[[ The records open ]]

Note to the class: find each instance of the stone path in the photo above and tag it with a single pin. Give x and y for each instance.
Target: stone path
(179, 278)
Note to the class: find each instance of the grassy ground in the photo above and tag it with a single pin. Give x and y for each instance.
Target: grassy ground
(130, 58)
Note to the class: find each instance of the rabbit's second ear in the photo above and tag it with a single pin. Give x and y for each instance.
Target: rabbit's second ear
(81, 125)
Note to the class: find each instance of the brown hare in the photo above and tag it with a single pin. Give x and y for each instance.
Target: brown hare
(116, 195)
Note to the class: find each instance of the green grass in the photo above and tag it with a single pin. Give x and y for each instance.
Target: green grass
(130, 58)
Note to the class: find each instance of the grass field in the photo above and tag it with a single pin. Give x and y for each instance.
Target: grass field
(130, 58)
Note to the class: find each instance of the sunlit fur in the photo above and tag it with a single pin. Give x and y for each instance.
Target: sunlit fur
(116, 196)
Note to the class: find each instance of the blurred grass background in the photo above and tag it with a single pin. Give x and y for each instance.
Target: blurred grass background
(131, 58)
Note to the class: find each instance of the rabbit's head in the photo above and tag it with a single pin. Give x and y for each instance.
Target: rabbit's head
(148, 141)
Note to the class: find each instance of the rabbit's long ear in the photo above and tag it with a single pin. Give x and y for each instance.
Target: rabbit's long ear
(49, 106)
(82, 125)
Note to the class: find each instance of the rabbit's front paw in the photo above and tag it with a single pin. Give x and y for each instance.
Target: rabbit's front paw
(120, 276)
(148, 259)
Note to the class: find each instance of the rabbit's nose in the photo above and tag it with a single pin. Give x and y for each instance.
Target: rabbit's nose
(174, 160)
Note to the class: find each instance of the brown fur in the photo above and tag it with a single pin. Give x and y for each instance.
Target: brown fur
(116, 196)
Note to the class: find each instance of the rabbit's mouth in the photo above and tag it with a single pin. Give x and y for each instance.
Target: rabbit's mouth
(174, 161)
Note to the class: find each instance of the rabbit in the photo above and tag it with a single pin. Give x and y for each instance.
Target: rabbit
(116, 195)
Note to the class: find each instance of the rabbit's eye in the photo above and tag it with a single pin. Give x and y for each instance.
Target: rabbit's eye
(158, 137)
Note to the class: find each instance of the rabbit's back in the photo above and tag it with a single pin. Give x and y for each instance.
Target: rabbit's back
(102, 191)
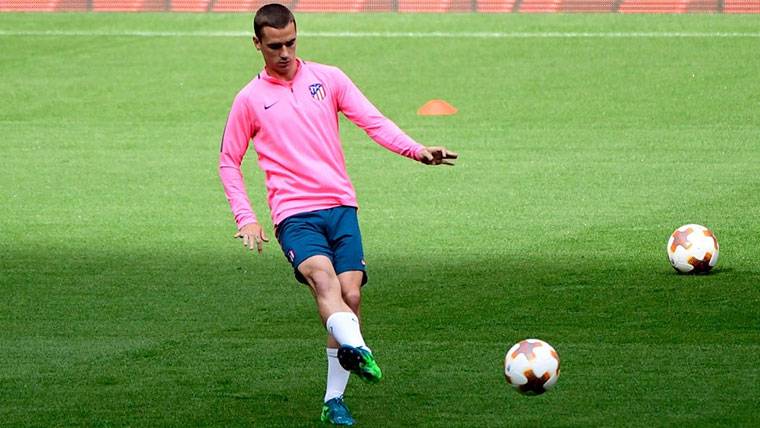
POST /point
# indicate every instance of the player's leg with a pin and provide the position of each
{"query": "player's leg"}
(337, 315)
(337, 376)
(348, 260)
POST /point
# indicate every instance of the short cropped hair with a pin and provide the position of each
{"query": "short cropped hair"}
(272, 15)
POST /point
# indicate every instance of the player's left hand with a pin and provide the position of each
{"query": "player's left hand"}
(437, 156)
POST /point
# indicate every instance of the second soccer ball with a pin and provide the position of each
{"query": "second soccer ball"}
(693, 248)
(531, 366)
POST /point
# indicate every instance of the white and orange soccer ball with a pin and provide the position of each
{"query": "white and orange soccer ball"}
(693, 249)
(531, 366)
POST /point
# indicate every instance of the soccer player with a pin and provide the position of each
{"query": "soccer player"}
(290, 111)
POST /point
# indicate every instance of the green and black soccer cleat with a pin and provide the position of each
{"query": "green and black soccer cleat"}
(360, 362)
(335, 412)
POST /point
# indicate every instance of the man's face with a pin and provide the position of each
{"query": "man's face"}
(278, 47)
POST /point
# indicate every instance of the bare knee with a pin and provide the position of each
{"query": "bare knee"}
(353, 299)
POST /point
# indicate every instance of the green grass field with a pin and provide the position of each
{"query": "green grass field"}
(125, 300)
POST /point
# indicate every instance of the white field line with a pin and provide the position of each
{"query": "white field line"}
(371, 34)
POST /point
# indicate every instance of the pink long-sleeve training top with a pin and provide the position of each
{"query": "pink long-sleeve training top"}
(294, 127)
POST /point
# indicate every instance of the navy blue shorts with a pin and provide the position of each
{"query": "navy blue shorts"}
(332, 232)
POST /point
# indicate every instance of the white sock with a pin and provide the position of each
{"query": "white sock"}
(337, 376)
(344, 327)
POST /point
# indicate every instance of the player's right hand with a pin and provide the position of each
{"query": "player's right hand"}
(252, 235)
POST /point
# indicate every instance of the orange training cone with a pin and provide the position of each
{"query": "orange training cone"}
(436, 108)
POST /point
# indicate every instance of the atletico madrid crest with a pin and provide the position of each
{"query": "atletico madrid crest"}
(317, 91)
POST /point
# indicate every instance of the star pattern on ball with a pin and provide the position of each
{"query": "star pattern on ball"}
(526, 348)
(681, 238)
(701, 265)
(709, 234)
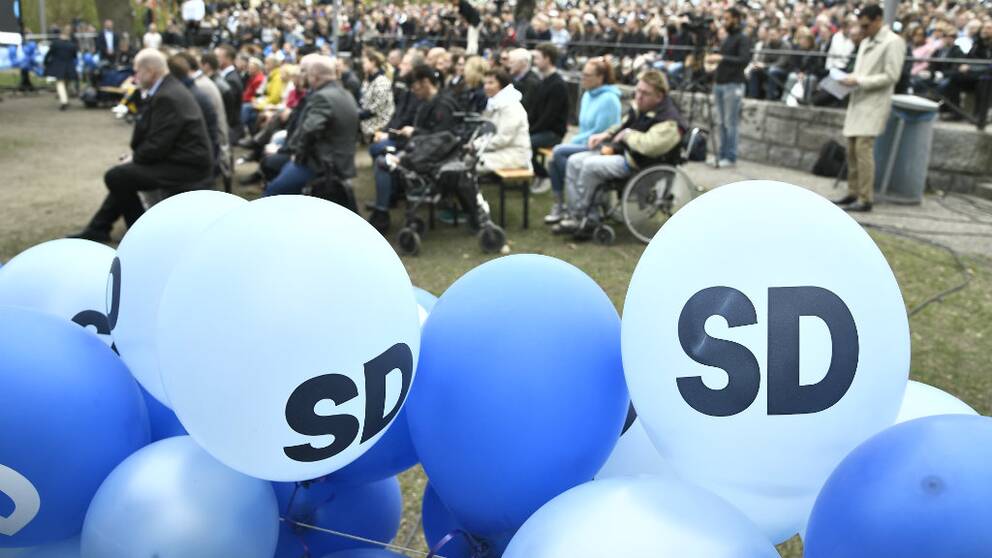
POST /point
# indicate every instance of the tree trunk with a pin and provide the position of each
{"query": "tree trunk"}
(122, 14)
(522, 14)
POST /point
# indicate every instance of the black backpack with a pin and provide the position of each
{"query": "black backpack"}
(832, 161)
(328, 185)
(424, 154)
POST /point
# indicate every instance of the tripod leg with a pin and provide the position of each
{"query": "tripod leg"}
(714, 132)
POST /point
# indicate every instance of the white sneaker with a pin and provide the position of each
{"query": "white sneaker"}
(557, 214)
(540, 185)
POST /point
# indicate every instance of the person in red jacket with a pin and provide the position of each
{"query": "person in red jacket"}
(253, 87)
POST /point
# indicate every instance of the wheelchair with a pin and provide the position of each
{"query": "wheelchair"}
(643, 202)
(457, 176)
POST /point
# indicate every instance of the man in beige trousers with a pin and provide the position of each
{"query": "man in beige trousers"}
(876, 71)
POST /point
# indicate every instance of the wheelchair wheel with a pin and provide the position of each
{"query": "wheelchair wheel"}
(492, 239)
(604, 235)
(652, 196)
(409, 241)
(417, 224)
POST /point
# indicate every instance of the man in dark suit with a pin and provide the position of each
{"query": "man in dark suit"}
(324, 138)
(524, 79)
(108, 42)
(548, 113)
(232, 101)
(171, 148)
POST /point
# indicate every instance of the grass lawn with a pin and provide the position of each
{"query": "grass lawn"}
(950, 338)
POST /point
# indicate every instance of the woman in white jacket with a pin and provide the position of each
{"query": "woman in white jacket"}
(510, 148)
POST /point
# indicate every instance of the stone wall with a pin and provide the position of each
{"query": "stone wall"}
(776, 134)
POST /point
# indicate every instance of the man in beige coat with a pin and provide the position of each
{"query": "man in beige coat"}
(876, 71)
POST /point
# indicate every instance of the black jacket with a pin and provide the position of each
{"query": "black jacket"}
(326, 130)
(736, 51)
(60, 60)
(209, 114)
(171, 129)
(406, 106)
(549, 109)
(232, 102)
(527, 85)
(107, 52)
(436, 115)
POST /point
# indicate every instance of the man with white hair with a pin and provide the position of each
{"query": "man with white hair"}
(524, 80)
(324, 140)
(170, 148)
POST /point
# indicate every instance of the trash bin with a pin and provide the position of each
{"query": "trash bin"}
(902, 152)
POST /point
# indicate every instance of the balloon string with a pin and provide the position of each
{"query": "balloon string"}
(478, 549)
(357, 538)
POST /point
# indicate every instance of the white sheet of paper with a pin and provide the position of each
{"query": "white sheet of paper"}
(834, 87)
(837, 74)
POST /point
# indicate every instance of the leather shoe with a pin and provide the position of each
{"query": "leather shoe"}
(92, 234)
(858, 206)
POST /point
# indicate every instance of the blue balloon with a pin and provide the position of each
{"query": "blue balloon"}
(164, 422)
(71, 412)
(520, 393)
(439, 523)
(172, 499)
(366, 553)
(68, 548)
(390, 456)
(920, 489)
(370, 511)
(425, 298)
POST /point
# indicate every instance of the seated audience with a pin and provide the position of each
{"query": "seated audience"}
(435, 114)
(650, 134)
(599, 109)
(548, 116)
(377, 93)
(324, 139)
(510, 147)
(171, 149)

[[ The records closed ]]

▸ Task details: The reply should hold every line of the records unchanged and no pictures.

▸ Exercise answer:
Note to the class: find each instance of the stone path in the photo above and tag it with a single pin. Give x and y for each instance.
Target: stone path
(179, 278)
Note to the class: find each instance of the grassy ground in the photo above and tag it with a single pin. Give x and y for each instance.
Target: grassy ground
(130, 58)
Note to the class: find each instance of the rabbit's second ear in the photo above and tag it with a single pin. Give x and y for each instance.
Target: rabbit's second ear
(81, 125)
Note to the class: find each instance of the brown hare in the photo above and tag it with a single pin. Give x and y for each instance.
Target: brown hare
(116, 195)
Note to the class: find each instance of the green grass in the photo above and tag it with a single pin. Give x and y for each instance.
Target: green grass
(130, 58)
Note to the class: find each instance of the grass field in the photo above and tag it with a single pin. Give x and y for each instance.
Target: grass field
(130, 58)
Note to the class: find each instance of the sunlit fur in the photo above and tag it with a single pin. Give x and y for each instance.
Target: sunlit fur
(116, 196)
Note to the class: find each instance of the blurred grass background in the photo above and tag it with a single pin. Give x and y for each instance.
Target: blurred grass background
(131, 58)
Note to the class: find each instance of the rabbit's head in the photo above and tag it with a single pin. Give x and y for each instance.
Target: rabbit's head
(148, 141)
Note to the class: find each instance of the rabbit's long ear in the photo above and tag it with a single pin. Give x and y for each instance.
Target: rabbit's long ear
(49, 106)
(82, 125)
Note to the class: find each instance of the rabbit's front paw in the photo above and tag it with a single pin. Give x and y for each instance.
Target: rabbit's front paw
(120, 276)
(148, 259)
Note to the class: find each instance of the rabbit's nose in the photo above and tag it with a single pin. Give x and y for each instance.
Target: rabbit's nose
(174, 160)
Note to the class: find each instance of the brown fur in the photo above and tag it with a single pin. Give x and y for each instance.
Target: brown fur
(116, 196)
Note to the class: find each instance of the rabbit's mouth in the photo above and tag it with a single pin. Give x and y for each instance.
Target: rabbit's mouth
(174, 161)
Note to the class: find each instance of the rabbit in the photo above and tag it with a single pin. Give x and y for each instance.
Target: rabbit
(116, 195)
Note to the class: find each instance of the rabbit's eye in the photo above and tag it with a single pin. Give x and y for each instance.
Target: rabbit's eye
(158, 137)
Note to the class: find each instance of the rabbit's back in the photo above and tag it with a single pin. Give x and y for each instance.
Target: rabbit's back
(102, 191)
POST /point
# indicate every instance of the player's leg with a pin and provide the position of each
{"query": "player's leg"}
(337, 315)
(337, 376)
(348, 260)
POST /point
# indicate every instance of the short cropped hair with a pin and provide the position of each
{"query": "short cropped hair"}
(272, 15)
POST /point
# indicate every instance of the player's left hand with a pin and provide the position of each
{"query": "player's left hand"}
(437, 156)
POST /point
# indicate every instance of the second soccer ball with a pin and provide the position of each
{"query": "second soccer ball"}
(693, 248)
(531, 366)
POST /point
# indicate every instance of the white and orange soccer ball with a pin and provide the position of each
{"query": "white and orange soccer ball"}
(693, 249)
(531, 366)
POST /point
# indicate every instance of the soccer player with a pin and provide the position of each
{"query": "soccer player"}
(290, 111)
POST /point
# indicate every instance of the green and black soccer cleat with a pin and provide the position of each
{"query": "green and black soccer cleat"}
(360, 362)
(335, 412)
POST /point
# indicate every instance of the man's face with a pin and provide the position of each
{"query": "man's face"}
(278, 47)
POST /point
# indicate every instance of the bare knee with a pin and provide the position of each
{"query": "bare knee"}
(353, 299)
POST /point
# indicate every instance of the green grass field with a pin and provide the position of each
{"query": "green grass field"}
(125, 300)
POST /point
# indicate every instance of the white field line with a pin and provide the position of each
{"query": "white field line"}
(371, 34)
POST /point
# indicate every instance of the pink long-sleeve training top with a pin and provide the position of each
{"query": "pink long-sleeve training top"}
(294, 127)
POST /point
# indicate every instance of the navy blue shorts with a pin and provide the position of each
{"query": "navy blue shorts"}
(332, 232)
POST /point
# indicate every instance of the white sock with a pin and provide the position of each
{"query": "white sock"}
(337, 376)
(344, 327)
POST /point
# indicate every instance of the player's right hand with a pin and provide the position of each
{"query": "player's right hand"}
(252, 235)
POST /point
# indicate every instance of the orange training cone with a pin and provide the position of each
{"query": "orange training cone"}
(436, 108)
POST /point
# indicate every instance of the atletico madrid crest with a pin and provide the position of each
{"query": "atletico madrid crest"}
(317, 91)
POST /point
# indicate every instance of the star pattern on ball with a pin and provide the position of each
{"query": "star pattern on ball"}
(526, 348)
(681, 238)
(701, 265)
(709, 234)
POST /point
# indicate every instance of the tree trunk with a pin and provide the position of each
{"query": "tree trunk"}
(122, 14)
(522, 14)
POST /point
# indicate every instance of the black backpack with a pin and provide the position of each
{"query": "black backpack"}
(832, 161)
(328, 185)
(424, 154)
POST /point
# indicate every instance of the tripod leg with a pin and provide the position of each
{"query": "tripod leg"}
(714, 132)
POST /point
# indicate every instance of the white sneaker with a pin and provide the position of each
{"query": "white sneaker"}
(557, 214)
(540, 185)
POST /point
# indicate every instance of the person in red jacket with a pin and provide the position of each
{"query": "person in red jacket"}
(253, 87)
POST /point
# indicate every instance of the wheelchair with a pin and provide the position of each
{"query": "wheelchair"}
(643, 202)
(457, 176)
POST /point
# indicate every instance of the man in beige trousers with a pin and provide the position of each
{"query": "man in beige trousers"}
(876, 71)
POST /point
# indicate every instance of the wheelchair wheel with a pin and provide the position of each
{"query": "wheelchair wheel"}
(492, 239)
(604, 235)
(652, 196)
(409, 241)
(417, 224)
POST /point
# indicate every instance of the man in dark suit with a pin and provide the position of each
{"query": "man in dark suit"}
(324, 138)
(524, 79)
(108, 42)
(548, 113)
(232, 101)
(171, 148)
POST /point
# indicate every instance of the grass lawn with a pin and provide the position of each
{"query": "grass lawn"}
(950, 338)
POST /point
# indicate every instance of the woman in white jacket with a pin and provide the position of each
{"query": "woman in white jacket"}
(510, 148)
POST /point
# indicate every instance of the stone wall with a pin and provide the position of each
{"query": "stone wall"}
(776, 134)
POST /point
# indicate every instance of the man in beige coat with a pin and provide the position of each
{"query": "man in beige coat"}
(876, 71)
POST /point
# indicate every instance of the black jacket with a pin and provide the position of each
{"query": "black jacket"}
(326, 130)
(736, 51)
(60, 60)
(209, 114)
(171, 129)
(406, 106)
(549, 109)
(232, 102)
(527, 85)
(107, 52)
(436, 115)
POST /point
# indicate every instance of the man with white hair with a pin and provide the position of each
{"query": "man with white hair"}
(524, 80)
(324, 140)
(170, 148)
POST /point
# indicate every instance of the trash bin with a pin and provide the position of each
{"query": "trash bin"}
(902, 152)
POST /point
# indicate every instance of the balloon string with a pin and provide the position of each
{"query": "balloon string"}
(478, 549)
(357, 538)
POST /point
# indicate every instance of the white sheet of paper with a pin and provide the position of each
{"query": "white sheet of paper"}
(834, 87)
(837, 74)
POST /point
# indicate every instance of the leather shoe with a pin and provide the position of each
{"query": "leather shoe"}
(92, 234)
(858, 206)
POST /point
# indicate every instance of the blue balloon with a pin and provide the position of each
{"query": "blue balloon"}
(164, 422)
(71, 412)
(520, 393)
(439, 523)
(172, 499)
(366, 553)
(68, 548)
(390, 456)
(920, 489)
(370, 511)
(425, 298)
POST /point
# indicate every instance of the seated audience with a pin and provide the position of each
{"query": "seated audience"}
(435, 114)
(650, 134)
(599, 109)
(548, 116)
(377, 93)
(324, 139)
(510, 147)
(171, 149)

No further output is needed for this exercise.